- [Task instructions] Within the records below, how many lines hold the word "dark"? Only the number should be returned.

- [Supplied material]
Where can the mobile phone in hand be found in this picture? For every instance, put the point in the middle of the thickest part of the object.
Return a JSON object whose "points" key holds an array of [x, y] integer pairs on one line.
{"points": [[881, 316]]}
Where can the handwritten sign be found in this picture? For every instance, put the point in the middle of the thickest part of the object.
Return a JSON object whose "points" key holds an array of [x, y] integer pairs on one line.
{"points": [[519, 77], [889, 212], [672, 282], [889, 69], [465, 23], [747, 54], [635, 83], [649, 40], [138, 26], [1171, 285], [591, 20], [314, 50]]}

---

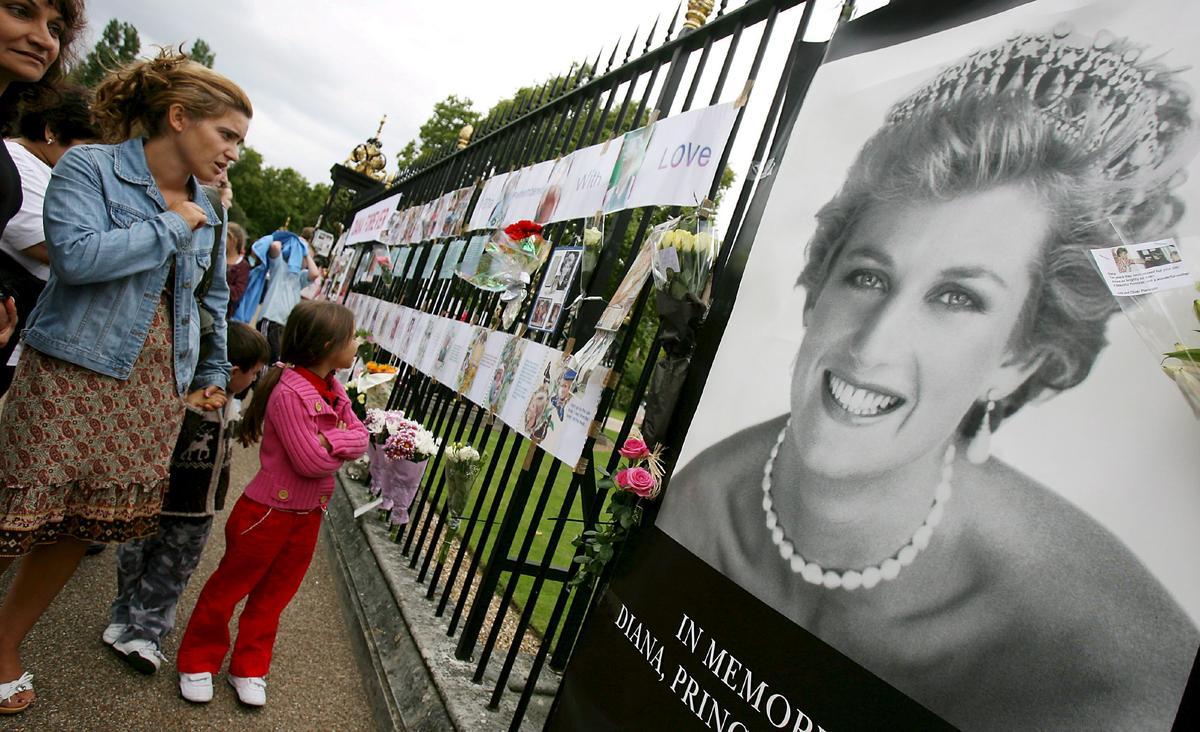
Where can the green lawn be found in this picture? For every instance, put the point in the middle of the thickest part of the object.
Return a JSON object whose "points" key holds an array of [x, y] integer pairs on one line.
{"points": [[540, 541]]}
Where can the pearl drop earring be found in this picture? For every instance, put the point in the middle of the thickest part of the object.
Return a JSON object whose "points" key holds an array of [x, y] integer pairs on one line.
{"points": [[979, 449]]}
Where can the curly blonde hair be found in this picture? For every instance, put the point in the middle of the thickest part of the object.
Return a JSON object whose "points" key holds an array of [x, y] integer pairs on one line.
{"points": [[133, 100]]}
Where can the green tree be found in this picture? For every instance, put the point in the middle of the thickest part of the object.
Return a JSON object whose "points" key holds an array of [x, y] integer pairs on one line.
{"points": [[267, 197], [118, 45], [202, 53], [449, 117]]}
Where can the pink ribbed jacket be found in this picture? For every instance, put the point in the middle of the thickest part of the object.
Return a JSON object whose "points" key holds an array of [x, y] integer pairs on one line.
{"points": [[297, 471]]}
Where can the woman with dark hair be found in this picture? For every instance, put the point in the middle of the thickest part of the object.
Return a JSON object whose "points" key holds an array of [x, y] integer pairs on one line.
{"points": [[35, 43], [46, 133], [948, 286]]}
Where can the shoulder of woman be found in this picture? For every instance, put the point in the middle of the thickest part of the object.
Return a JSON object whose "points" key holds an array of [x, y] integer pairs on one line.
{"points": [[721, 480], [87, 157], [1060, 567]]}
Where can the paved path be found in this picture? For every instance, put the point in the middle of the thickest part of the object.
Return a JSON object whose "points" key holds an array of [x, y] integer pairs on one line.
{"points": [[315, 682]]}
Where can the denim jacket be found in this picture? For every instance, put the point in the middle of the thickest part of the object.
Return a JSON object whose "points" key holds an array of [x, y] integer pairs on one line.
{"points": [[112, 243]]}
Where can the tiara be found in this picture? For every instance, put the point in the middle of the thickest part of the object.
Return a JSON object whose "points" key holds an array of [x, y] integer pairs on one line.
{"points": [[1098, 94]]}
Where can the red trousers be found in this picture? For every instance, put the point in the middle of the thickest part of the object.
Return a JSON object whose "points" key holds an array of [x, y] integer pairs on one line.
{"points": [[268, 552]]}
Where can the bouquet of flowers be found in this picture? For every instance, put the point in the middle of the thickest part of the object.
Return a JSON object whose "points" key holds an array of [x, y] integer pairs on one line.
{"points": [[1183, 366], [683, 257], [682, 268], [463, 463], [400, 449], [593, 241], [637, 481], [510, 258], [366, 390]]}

--

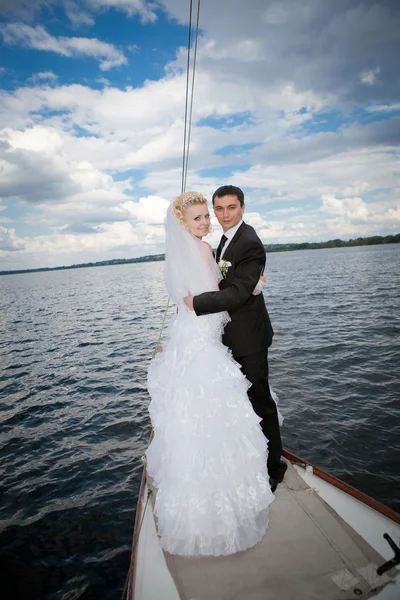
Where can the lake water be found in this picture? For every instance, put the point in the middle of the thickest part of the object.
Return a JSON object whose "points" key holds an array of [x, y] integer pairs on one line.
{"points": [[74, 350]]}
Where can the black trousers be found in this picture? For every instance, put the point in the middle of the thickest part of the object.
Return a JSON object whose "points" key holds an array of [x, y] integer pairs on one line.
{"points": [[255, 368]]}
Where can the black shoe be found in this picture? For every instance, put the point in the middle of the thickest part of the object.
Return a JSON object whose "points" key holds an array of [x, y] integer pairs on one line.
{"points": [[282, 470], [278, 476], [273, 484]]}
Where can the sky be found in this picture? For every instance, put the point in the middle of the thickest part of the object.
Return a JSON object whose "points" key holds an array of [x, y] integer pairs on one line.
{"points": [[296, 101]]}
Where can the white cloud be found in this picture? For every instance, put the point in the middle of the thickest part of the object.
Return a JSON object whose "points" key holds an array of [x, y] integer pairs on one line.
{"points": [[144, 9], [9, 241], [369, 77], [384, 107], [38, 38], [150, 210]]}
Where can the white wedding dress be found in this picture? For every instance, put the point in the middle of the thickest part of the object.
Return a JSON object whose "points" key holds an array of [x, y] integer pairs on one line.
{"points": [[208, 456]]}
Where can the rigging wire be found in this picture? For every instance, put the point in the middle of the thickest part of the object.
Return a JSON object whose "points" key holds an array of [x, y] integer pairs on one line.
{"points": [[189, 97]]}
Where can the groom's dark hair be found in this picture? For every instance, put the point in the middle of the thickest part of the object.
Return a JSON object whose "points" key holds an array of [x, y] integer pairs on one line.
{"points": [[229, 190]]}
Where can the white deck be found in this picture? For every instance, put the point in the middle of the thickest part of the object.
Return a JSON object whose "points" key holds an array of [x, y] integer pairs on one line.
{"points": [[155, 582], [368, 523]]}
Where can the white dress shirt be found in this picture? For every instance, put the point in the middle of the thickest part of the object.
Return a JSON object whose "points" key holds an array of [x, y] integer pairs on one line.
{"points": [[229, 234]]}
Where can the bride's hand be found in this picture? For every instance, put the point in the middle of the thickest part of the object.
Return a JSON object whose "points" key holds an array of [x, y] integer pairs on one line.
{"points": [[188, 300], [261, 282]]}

- [Your solution] 2